INTRÓITO

Perlustrando a legislação vigente, encontraremos várias normas que aventam sobre o uso regular e da quantidade de ruídos e sons para a convivência profícua do ambiente, desde a Constituição Federal até leis municipais nos seus códigos de posturas.
A garantia ao sossego alheio está intimamente ligada ao direito de vizinhança, e ainda, a um meio ambiente ecologicamente equilibrado, bem de uso comum do povo e essencial à sadia qualidade de vida.
Sendo assim, buscando afiançar o direito ao sossego, quis o legislador tornar como contravenção penal a causa de qualquer ação que vise turbá-lo, seja com pena de prisão simples ou multa.
Podemos conceituar as contravenções penais como sendo qualquer transgressão considerada de menor potencial ofensivo, prevista em legislação própria.
Destarte, procuraremos neste ensaio traçar uma análise minudente da contravenção de prevista no artigo 42 da Lei de Contravenções Penais - Decreto-lei 3.688 de 3 de outubro de 1941, por ser esta conduta muito debatida nos dias atuais, apesar de a considerarmos dispensável.

A CONTRAVENÇÃO PENAL DE PERTURBAÇÃO DO TRABALHO OU DO SOSSEGO ALHEIOS ? ARTIGO 42 DA LCP

Dispõe o artigo 42 da Lei de Contravenções Penais:

Art. 42. Perturbar alguém o trabalho ou o sossego alheios:
I ? com gritaria ou algazarra;
II ? exercendo profissão incômoda ou ruidosa, em desacordo com as prescrições legais;
III ? abusando de instrumentos sonoros ou sinais acústicos;
IV ? provocando ou não procurando impedir barulho produzido por animal de que tem a guarda:
Pena ? prisão simples, de quinze dias a três meses, ou multa, de duzentos mil réis a dois contos de réis.

- [Conjunto de entradas]
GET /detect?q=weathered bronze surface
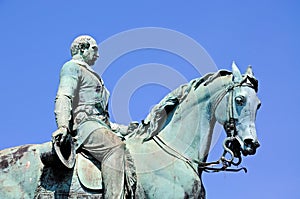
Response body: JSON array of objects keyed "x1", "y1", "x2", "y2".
[{"x1": 0, "y1": 61, "x2": 260, "y2": 198}]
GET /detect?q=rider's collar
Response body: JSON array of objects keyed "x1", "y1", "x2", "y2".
[{"x1": 72, "y1": 59, "x2": 94, "y2": 72}]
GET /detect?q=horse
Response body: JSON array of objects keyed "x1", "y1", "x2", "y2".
[{"x1": 0, "y1": 63, "x2": 261, "y2": 199}]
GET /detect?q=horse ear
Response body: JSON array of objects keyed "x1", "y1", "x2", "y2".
[
  {"x1": 245, "y1": 65, "x2": 254, "y2": 77},
  {"x1": 232, "y1": 61, "x2": 243, "y2": 82}
]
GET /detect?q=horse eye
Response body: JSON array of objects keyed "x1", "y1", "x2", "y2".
[{"x1": 235, "y1": 96, "x2": 246, "y2": 106}]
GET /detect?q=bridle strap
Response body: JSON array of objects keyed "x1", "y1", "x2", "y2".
[{"x1": 152, "y1": 77, "x2": 254, "y2": 176}]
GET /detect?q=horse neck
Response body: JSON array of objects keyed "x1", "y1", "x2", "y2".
[
  {"x1": 159, "y1": 87, "x2": 215, "y2": 161},
  {"x1": 160, "y1": 76, "x2": 231, "y2": 161}
]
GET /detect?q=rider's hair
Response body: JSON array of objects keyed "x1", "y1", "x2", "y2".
[{"x1": 71, "y1": 35, "x2": 95, "y2": 56}]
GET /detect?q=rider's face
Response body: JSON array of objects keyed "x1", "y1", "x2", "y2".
[{"x1": 83, "y1": 41, "x2": 99, "y2": 66}]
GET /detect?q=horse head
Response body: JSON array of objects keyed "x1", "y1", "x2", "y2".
[{"x1": 215, "y1": 62, "x2": 261, "y2": 157}]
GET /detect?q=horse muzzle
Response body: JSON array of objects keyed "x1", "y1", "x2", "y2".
[{"x1": 241, "y1": 138, "x2": 260, "y2": 156}]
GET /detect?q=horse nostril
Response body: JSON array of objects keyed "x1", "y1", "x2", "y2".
[
  {"x1": 244, "y1": 138, "x2": 260, "y2": 148},
  {"x1": 244, "y1": 138, "x2": 254, "y2": 146},
  {"x1": 254, "y1": 141, "x2": 260, "y2": 148}
]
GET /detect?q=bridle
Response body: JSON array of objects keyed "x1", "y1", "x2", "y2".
[{"x1": 152, "y1": 76, "x2": 257, "y2": 175}]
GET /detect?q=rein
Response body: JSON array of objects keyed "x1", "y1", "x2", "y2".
[{"x1": 152, "y1": 76, "x2": 255, "y2": 176}]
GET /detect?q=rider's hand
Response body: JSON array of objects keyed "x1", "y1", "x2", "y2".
[{"x1": 52, "y1": 127, "x2": 68, "y2": 145}]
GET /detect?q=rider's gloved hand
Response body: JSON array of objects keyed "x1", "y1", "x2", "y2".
[{"x1": 52, "y1": 126, "x2": 68, "y2": 145}]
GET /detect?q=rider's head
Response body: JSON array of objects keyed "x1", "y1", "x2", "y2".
[{"x1": 71, "y1": 35, "x2": 99, "y2": 66}]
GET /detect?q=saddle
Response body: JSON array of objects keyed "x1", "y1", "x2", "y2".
[{"x1": 75, "y1": 153, "x2": 102, "y2": 190}]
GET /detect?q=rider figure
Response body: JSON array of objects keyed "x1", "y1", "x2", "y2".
[{"x1": 52, "y1": 35, "x2": 136, "y2": 198}]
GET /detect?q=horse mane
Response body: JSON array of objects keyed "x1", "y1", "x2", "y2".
[
  {"x1": 194, "y1": 70, "x2": 232, "y2": 90},
  {"x1": 133, "y1": 70, "x2": 232, "y2": 141}
]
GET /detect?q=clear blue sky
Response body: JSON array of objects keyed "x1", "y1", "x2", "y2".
[{"x1": 0, "y1": 0, "x2": 300, "y2": 199}]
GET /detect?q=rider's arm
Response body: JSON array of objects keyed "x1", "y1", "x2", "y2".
[{"x1": 54, "y1": 61, "x2": 79, "y2": 130}]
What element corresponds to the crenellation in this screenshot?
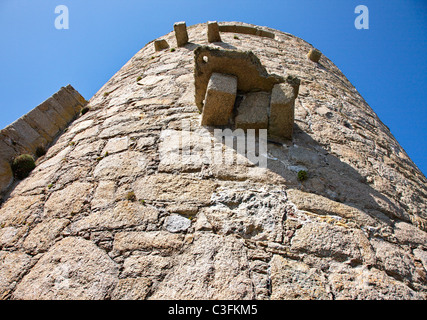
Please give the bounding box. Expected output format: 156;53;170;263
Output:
0;85;87;199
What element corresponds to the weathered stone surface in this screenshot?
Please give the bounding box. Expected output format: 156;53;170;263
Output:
207;21;221;43
133;174;215;205
0;23;427;300
0;159;13;194
371;240;415;280
13;237;119;300
234;92;270;130
194;47;285;111
202;73;237;126
43;181;93;218
0;251;31;300
219;23;274;39
286;189;380;227
23;219;70;254
270;255;332;300
70;201;158;233
151;234;254;300
291;223;371;261
114;231;184;252
2;118;47;153
329;265;423;300
0;195;44;227
268;83;296;139
94;151;147;179
111;278;152;300
173;21;188;47
165;214;191;233
154;39;169;51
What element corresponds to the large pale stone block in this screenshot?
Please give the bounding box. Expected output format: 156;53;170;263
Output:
173;21;188;47
202;73;237;126
52;87;82;120
194;46;286;111
3;118;47;153
65;84;88;107
23;108;59;141
235;92;270;130
154;39;169;51
36;98;71;129
207;21;221;43
268;83;295;139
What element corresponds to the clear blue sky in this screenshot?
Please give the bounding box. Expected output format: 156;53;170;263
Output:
0;0;427;174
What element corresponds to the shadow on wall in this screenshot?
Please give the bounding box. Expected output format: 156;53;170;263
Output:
207;124;425;230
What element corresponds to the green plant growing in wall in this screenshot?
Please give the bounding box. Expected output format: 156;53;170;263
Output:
80;107;89;115
126;191;136;202
36;146;46;158
12;154;36;180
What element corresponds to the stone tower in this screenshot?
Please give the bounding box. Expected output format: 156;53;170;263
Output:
0;22;427;299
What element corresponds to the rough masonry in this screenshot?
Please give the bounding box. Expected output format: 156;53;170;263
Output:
0;22;427;299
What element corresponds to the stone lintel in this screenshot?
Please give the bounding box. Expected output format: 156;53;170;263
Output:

- [Lista de tarefas]
a) Indique se cada afirmação abaixo está de acordo com o texto sobre perturbação do sossego. Responda sim ou não e cite as palavras do texto que decidem a questão.
(i) A pena prevista no artigo 42 pode ser de prisão simples ou de multa.
(ii) O Decreto-lei 3.688 é de 1951.
(iii) O texto considera indispensável a conduta prevista no artigo 42.
b) Reescreva o trecho do texto sobre perturbação do sossego que começa em "Art. 42. Perturbar" e termina em "contos de réis.", substituindo "gritaria" por "vozerio".
c) Responda com base no texto sobre perturbação do sossego:
(i) Como o texto conceitua as contravenções penais?
(ii) A que direito a garantia ao sossego alheio está intimamente ligada, além do meio ambiente ecologicamente equilibrado?
(iii) Qual é o valor máximo da multa prevista no artigo 42?

- [Respostas por tarefa]
a)
(i) Sim: "prisão simples, de quinze dias a três meses, ou multa"
(ii) Não: "Decreto-lei 3.688 de 3 de outubro de 1941"
(iii) Não: "apesar de a considerarmos dispensável"

b)
Art. 42. Perturbar alguém o trabalho ou o sossego alheios:
I ? com vozerio ou algazarra;
II ? exercendo profissão incômoda ou ruidosa, em desacordo com as prescrições legais;
III ? abusando de instrumentos sonoros ou sinais acústicos;
IV ? provocando ou não procurando impedir barulho produzido por animal de que tem a guarda:
Pena ? prisão simples, de quinze dias a três meses, ou multa, de duzentos mil réis a dois contos de réis.

c)
(i) Como qualquer transgressão considerada de menor potencial ofensivo, prevista em legislação própria.
(ii) Ao direito de vizinhança.
(iii) Dois contos de réis.